═════ Görev malzemesi ═════
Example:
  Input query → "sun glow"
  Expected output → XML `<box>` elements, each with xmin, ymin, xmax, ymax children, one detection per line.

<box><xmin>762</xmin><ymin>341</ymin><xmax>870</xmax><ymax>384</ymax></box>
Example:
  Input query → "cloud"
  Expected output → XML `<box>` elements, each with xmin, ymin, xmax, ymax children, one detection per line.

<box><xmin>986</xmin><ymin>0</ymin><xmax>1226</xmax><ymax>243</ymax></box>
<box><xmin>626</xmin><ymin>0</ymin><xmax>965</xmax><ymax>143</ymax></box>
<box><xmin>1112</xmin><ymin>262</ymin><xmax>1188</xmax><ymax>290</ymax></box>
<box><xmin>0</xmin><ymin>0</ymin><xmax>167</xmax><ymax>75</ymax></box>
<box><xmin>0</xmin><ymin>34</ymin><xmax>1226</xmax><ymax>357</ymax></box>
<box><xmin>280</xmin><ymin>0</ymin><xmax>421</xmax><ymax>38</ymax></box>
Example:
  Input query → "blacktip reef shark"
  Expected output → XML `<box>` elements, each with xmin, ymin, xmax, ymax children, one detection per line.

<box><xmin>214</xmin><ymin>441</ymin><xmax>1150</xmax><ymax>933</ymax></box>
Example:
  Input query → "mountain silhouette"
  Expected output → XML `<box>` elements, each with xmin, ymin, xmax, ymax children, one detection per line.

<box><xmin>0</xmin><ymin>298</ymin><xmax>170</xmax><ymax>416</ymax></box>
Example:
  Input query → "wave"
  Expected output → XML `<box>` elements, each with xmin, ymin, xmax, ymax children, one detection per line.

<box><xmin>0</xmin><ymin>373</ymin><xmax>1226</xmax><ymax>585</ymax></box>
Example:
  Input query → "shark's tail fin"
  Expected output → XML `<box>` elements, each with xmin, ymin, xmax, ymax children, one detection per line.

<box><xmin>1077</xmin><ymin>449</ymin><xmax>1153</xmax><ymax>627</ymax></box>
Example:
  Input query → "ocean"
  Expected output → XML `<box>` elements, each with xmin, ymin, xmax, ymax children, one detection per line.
═════
*Alıştırma görevi:* Tüm kayıtlardaki satırları, "Input query" ifadesinin geçtiği her yere "Search phrase" koyarak düzenleyin; başka hiçbir şeyi değiştirmeyin.

*Yazılı çözüm:*
Example:
  Search phrase → "sun glow"
  Expected output → XML `<box>` elements, each with xmin, ymin, xmax, ymax children, one detection per line.

<box><xmin>762</xmin><ymin>341</ymin><xmax>870</xmax><ymax>384</ymax></box>
Example:
  Search phrase → "cloud"
  Expected output → XML `<box>` elements, each with xmin, ymin, xmax, ymax children, one detection per line.

<box><xmin>986</xmin><ymin>0</ymin><xmax>1226</xmax><ymax>243</ymax></box>
<box><xmin>626</xmin><ymin>0</ymin><xmax>965</xmax><ymax>143</ymax></box>
<box><xmin>1112</xmin><ymin>262</ymin><xmax>1188</xmax><ymax>290</ymax></box>
<box><xmin>0</xmin><ymin>0</ymin><xmax>167</xmax><ymax>75</ymax></box>
<box><xmin>0</xmin><ymin>34</ymin><xmax>1226</xmax><ymax>357</ymax></box>
<box><xmin>280</xmin><ymin>0</ymin><xmax>421</xmax><ymax>38</ymax></box>
Example:
  Search phrase → "blacktip reef shark"
  Expected output → XML `<box>` elements, each with xmin, ymin, xmax, ymax children, one detection per line.

<box><xmin>214</xmin><ymin>441</ymin><xmax>1150</xmax><ymax>933</ymax></box>
Example:
  Search phrase → "mountain silhouette"
  Expected output → XML `<box>` elements, each with xmin, ymin, xmax, ymax children, one detection per line.

<box><xmin>0</xmin><ymin>298</ymin><xmax>170</xmax><ymax>416</ymax></box>
Example:
  Search phrase → "wave"
  Expected output → XML `<box>` elements, each with xmin, ymin, xmax, ymax children, one detection per line.

<box><xmin>0</xmin><ymin>373</ymin><xmax>1226</xmax><ymax>585</ymax></box>
Example:
  Search phrase → "shark's tail fin"
  Expected output → XML `<box>` elements, each with xmin, ymin, xmax, ymax children, one detection per line.

<box><xmin>1077</xmin><ymin>449</ymin><xmax>1153</xmax><ymax>627</ymax></box>
Example:
  Search phrase → "ocean"
  Expected output → XML `<box>` elements, each with xmin, ymin, xmax, ymax children, one detection per line.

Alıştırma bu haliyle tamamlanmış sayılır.